**Exercise goal:** Could you edit the stretch from the line that contains "of the stair" through the line that contains "[[141, 95], [97, 148], [167, 131]]" so that every "photograph" becomes "image", and return only those lines with nothing else changed?

**Provided data:**
- - -

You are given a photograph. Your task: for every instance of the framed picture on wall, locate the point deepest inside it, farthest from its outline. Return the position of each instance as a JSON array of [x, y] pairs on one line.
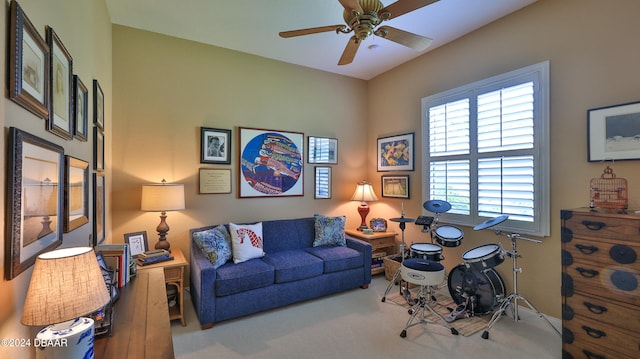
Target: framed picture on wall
[[215, 145], [271, 163], [60, 118], [395, 153], [35, 180], [614, 132], [28, 64]]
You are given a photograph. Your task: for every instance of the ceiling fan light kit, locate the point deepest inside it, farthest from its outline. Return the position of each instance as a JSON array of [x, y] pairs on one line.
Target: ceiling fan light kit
[[363, 18]]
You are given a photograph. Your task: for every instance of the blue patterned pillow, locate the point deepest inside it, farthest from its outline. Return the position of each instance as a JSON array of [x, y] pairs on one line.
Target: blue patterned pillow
[[215, 244], [329, 231]]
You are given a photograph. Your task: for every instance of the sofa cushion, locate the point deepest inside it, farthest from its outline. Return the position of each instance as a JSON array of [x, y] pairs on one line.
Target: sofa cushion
[[294, 265], [246, 241], [215, 244], [329, 231], [338, 258], [234, 278]]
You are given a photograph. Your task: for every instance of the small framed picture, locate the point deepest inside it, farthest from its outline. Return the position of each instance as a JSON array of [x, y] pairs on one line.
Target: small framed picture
[[395, 186], [378, 224], [395, 153], [322, 150], [215, 145], [614, 132], [137, 242]]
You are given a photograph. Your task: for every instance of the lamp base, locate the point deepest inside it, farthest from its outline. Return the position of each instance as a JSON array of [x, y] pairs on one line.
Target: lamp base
[[70, 339]]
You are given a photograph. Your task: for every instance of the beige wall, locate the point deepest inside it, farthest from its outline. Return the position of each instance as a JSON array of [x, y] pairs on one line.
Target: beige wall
[[592, 64], [85, 29]]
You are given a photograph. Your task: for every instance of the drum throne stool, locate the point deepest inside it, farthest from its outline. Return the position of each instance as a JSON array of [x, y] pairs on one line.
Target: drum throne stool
[[425, 274]]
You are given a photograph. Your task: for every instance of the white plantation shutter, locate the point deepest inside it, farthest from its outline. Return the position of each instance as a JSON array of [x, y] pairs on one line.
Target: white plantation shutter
[[485, 150]]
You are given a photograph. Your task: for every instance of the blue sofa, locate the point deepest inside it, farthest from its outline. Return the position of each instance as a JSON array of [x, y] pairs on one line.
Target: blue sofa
[[291, 271]]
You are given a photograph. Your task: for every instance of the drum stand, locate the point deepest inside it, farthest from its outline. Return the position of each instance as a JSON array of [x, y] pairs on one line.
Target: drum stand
[[506, 302]]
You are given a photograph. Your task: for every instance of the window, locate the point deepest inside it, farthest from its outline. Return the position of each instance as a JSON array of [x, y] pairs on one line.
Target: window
[[485, 147]]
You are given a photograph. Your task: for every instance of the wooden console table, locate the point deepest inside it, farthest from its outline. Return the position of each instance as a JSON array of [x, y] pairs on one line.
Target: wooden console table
[[141, 325]]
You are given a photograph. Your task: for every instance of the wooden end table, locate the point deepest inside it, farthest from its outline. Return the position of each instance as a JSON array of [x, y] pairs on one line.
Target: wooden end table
[[174, 276]]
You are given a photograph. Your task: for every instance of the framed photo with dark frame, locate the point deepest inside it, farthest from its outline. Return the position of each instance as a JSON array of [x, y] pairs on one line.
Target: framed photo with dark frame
[[98, 149], [98, 105], [215, 145], [28, 64], [322, 180], [98, 209], [76, 193], [271, 163], [614, 132], [395, 153], [35, 174], [395, 186], [322, 150], [61, 112], [81, 113], [137, 243]]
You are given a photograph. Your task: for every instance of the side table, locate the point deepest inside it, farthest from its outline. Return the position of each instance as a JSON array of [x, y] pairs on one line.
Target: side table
[[379, 241], [174, 276]]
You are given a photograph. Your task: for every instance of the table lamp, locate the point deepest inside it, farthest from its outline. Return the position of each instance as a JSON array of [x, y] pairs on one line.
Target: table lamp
[[364, 193], [66, 284], [162, 197]]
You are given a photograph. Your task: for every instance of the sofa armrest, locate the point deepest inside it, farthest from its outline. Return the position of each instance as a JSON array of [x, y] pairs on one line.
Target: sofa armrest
[[366, 249]]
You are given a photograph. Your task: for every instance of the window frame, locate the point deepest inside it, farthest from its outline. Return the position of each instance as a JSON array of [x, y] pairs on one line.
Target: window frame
[[539, 75]]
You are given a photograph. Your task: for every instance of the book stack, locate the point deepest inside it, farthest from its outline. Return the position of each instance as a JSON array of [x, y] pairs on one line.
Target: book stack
[[152, 257]]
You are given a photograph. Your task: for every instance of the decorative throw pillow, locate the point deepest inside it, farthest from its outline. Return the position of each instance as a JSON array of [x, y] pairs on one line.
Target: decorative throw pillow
[[215, 244], [246, 241], [329, 231]]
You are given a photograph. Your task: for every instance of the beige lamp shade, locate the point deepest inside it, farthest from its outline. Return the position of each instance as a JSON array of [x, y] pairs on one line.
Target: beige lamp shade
[[162, 197], [65, 284]]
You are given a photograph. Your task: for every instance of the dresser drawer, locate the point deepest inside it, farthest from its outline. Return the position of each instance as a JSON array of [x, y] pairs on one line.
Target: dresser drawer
[[611, 226], [613, 282], [609, 252], [599, 335], [602, 310]]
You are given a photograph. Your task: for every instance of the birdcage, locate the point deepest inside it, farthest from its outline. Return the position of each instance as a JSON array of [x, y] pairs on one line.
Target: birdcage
[[608, 191]]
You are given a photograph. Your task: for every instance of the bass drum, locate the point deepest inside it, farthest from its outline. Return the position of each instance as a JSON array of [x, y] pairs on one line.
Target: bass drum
[[485, 288]]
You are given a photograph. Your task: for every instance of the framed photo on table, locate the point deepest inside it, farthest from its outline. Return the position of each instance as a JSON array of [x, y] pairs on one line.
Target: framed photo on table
[[34, 200], [28, 64], [614, 132]]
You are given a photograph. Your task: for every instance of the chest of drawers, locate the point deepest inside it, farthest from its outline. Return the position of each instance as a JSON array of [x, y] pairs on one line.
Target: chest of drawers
[[600, 284]]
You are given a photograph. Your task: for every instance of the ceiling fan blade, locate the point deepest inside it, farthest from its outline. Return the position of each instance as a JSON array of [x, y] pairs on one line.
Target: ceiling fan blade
[[405, 38], [402, 7], [311, 30], [351, 5], [350, 51]]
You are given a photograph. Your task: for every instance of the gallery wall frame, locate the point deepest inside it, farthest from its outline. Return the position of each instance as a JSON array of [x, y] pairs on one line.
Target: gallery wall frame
[[322, 150], [76, 193], [215, 145], [614, 132], [28, 64], [81, 113], [60, 120], [396, 186], [396, 153], [35, 169], [271, 163]]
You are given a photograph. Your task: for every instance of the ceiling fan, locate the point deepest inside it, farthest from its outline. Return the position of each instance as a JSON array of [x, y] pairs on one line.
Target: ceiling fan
[[363, 17]]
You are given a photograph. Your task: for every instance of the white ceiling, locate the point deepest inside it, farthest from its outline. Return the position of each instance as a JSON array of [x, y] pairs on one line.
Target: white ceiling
[[252, 26]]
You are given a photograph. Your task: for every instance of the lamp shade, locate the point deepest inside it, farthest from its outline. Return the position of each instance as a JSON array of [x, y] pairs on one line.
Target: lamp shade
[[162, 197], [364, 193], [65, 284]]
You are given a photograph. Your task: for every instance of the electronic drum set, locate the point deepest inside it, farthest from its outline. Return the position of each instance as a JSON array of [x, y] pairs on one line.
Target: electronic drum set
[[474, 285]]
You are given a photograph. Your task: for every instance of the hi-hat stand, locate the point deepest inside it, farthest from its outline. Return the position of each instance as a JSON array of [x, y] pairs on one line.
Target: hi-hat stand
[[514, 297]]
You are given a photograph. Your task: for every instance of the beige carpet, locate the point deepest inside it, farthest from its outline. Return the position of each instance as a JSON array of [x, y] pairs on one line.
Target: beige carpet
[[465, 326]]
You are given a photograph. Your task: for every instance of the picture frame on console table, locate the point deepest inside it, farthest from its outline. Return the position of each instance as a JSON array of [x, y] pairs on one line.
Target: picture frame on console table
[[614, 132], [271, 163], [35, 169]]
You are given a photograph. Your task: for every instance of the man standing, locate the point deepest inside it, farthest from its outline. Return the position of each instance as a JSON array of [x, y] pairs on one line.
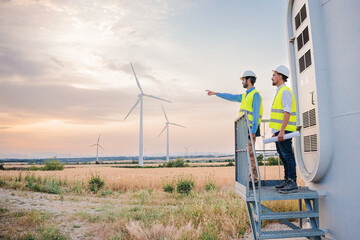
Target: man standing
[[251, 102], [282, 121]]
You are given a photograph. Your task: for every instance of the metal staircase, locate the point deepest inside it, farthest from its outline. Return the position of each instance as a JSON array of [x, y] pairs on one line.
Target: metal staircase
[[267, 192]]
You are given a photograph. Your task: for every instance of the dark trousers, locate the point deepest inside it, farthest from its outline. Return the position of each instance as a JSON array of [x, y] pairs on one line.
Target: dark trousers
[[286, 155]]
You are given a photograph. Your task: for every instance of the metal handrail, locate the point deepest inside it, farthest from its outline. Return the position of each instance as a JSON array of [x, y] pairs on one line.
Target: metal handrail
[[258, 205]]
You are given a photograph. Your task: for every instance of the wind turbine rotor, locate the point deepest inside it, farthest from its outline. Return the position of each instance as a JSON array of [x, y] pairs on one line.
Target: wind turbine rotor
[[150, 96], [163, 130], [137, 102], [167, 120], [101, 147], [137, 81]]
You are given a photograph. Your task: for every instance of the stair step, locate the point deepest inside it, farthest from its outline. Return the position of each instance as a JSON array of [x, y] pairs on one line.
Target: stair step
[[292, 233], [288, 215]]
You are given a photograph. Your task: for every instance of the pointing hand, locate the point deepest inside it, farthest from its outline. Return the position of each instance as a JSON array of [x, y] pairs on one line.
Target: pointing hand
[[211, 92]]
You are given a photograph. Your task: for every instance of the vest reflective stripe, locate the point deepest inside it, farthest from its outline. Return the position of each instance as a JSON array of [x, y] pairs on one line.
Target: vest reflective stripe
[[277, 112], [281, 111], [246, 105]]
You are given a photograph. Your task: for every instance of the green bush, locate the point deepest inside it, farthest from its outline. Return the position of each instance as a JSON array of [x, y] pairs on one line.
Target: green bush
[[2, 183], [105, 192], [53, 165], [184, 185], [168, 187], [210, 186], [177, 163], [95, 183], [51, 233], [34, 168]]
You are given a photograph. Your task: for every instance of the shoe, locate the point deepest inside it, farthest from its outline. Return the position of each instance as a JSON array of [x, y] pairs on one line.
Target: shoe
[[290, 187], [256, 185], [282, 184]]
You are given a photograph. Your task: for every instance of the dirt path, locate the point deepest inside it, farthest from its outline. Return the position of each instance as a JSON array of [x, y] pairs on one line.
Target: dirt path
[[62, 208], [65, 208]]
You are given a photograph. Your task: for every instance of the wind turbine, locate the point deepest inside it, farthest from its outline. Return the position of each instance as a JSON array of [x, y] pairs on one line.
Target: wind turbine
[[141, 95], [97, 148], [167, 131]]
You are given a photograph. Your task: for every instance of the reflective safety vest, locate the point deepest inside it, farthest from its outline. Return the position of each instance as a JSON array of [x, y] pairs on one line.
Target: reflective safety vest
[[246, 105], [277, 112]]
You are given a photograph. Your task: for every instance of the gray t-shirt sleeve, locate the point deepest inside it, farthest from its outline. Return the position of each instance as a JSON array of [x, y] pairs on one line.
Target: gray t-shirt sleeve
[[287, 100]]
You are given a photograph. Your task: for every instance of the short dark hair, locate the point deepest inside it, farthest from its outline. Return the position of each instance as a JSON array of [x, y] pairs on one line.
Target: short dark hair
[[252, 79], [284, 77]]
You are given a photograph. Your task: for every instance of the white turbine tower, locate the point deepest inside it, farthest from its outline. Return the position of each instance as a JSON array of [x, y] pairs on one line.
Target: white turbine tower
[[97, 148], [167, 131], [141, 157]]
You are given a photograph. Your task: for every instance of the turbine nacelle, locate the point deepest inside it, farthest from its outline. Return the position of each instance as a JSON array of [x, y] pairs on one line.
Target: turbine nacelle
[[140, 99]]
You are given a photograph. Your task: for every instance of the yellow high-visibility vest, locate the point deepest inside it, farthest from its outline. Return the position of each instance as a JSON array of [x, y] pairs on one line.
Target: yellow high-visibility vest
[[246, 105], [277, 112]]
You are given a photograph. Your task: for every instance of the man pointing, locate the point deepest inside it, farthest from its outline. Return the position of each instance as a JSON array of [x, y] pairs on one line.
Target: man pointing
[[251, 102]]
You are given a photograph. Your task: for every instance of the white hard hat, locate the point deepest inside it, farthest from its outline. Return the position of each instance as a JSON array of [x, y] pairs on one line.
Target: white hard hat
[[283, 70], [248, 73]]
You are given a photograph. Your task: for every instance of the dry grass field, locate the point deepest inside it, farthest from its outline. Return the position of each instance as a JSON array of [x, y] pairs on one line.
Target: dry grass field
[[147, 178], [131, 205]]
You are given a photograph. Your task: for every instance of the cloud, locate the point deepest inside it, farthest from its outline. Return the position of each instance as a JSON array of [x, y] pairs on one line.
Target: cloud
[[13, 62], [27, 103]]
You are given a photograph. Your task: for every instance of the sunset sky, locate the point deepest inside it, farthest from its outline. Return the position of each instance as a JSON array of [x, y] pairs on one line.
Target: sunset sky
[[65, 74]]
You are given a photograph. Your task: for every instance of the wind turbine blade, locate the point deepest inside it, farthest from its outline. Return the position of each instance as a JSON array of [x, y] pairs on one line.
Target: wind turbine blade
[[177, 125], [137, 102], [162, 130], [101, 147], [156, 98], [167, 120], [137, 81]]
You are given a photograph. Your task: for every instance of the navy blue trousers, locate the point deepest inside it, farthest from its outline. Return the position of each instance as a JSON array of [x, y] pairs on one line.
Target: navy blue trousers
[[286, 155]]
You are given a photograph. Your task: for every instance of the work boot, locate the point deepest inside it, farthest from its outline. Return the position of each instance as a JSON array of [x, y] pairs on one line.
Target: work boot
[[256, 185], [290, 187], [282, 184]]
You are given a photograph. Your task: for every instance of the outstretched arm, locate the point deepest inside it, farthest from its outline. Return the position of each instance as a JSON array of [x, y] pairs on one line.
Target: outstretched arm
[[226, 96], [210, 93]]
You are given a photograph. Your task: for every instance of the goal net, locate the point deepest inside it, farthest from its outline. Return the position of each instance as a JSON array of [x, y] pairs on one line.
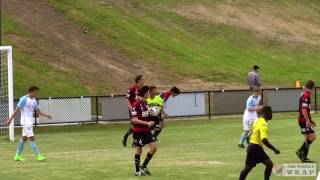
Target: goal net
[[6, 92]]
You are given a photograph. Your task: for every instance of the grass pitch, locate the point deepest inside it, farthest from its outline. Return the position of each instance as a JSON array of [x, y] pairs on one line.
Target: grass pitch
[[193, 149]]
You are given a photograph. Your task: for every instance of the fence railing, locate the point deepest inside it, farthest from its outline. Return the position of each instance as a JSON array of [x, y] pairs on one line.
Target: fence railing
[[187, 104]]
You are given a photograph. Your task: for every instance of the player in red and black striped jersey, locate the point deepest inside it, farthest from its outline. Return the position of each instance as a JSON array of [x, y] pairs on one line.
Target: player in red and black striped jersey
[[305, 122], [174, 91], [142, 132], [132, 96]]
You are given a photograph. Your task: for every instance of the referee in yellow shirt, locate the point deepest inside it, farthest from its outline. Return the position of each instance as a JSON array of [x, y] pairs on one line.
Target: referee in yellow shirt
[[255, 152]]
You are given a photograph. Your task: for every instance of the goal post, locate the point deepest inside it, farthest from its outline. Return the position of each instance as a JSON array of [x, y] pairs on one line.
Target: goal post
[[6, 91]]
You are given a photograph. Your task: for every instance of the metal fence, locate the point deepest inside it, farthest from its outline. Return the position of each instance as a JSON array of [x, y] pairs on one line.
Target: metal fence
[[187, 104]]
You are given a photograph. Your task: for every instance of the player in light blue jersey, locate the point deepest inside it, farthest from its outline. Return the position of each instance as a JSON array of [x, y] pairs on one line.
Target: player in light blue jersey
[[28, 106], [253, 106]]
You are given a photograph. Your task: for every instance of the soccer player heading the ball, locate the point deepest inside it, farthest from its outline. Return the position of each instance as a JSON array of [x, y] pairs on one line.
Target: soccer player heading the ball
[[155, 103], [132, 96], [142, 131], [255, 152], [305, 122], [174, 91], [27, 106]]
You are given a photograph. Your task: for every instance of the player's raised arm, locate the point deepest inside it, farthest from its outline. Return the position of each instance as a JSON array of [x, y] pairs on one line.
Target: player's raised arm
[[8, 121]]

- - -

**Written solution:**
You are given a image. Your task: for every instance of the stair step, locate the point deepest inside it, farthest from its outline. Return the position of each instance as a JSON array of [x, y] pairs on one line.
Target: stair step
[[292, 233], [288, 215]]
You are given a image. Your task: for every instance of the pointing hand, locate the point deepest inside it, farthest from its outline. Return the position of each instance as a JSON array of [x, y] pairs on one line.
Target: pointing hand
[[211, 92]]
You are given a image. Your task: for every instance of the vest reflective stripe, locate the point deepest inside it, farthest from its outline. Return the position of each instance as a JSON array of [x, y] pairs on one line.
Target: vest reflective stripe
[[277, 112], [281, 111], [246, 105]]
You are given a image. Your task: for every instance of the green bush, locate the point deepest inside it, farthest from its outline. Return the position of each instance as a JSON array of [x, y] pairs on one line.
Target: green bush
[[2, 183], [105, 192], [53, 165], [184, 185], [168, 187], [210, 186], [177, 163], [95, 183], [51, 233], [34, 168]]
You are given a image. Your task: for every instance of the shoe, locate the point deepest inside it, farthest from its outline. Return the position of each instance as a JSON array of [x, y] pairs on one line.
Target: shoe
[[290, 187], [256, 185], [282, 184]]
You are given a image. Your task: for every instance of the dirt path, locate the point deepest inside it, farthest from its outline. Return the position of each instance as a JSON array of [x, y] pairs on one line.
Target: dirt path
[[62, 208], [65, 208]]
You are given a image. Your task: for every instance of the wind turbine, locate the point deepest inside it, farthest from its outline. Return the position of each instance as a JSON array of [x, y] pairs on one line.
Target: wind turbine
[[141, 95], [97, 148], [167, 131]]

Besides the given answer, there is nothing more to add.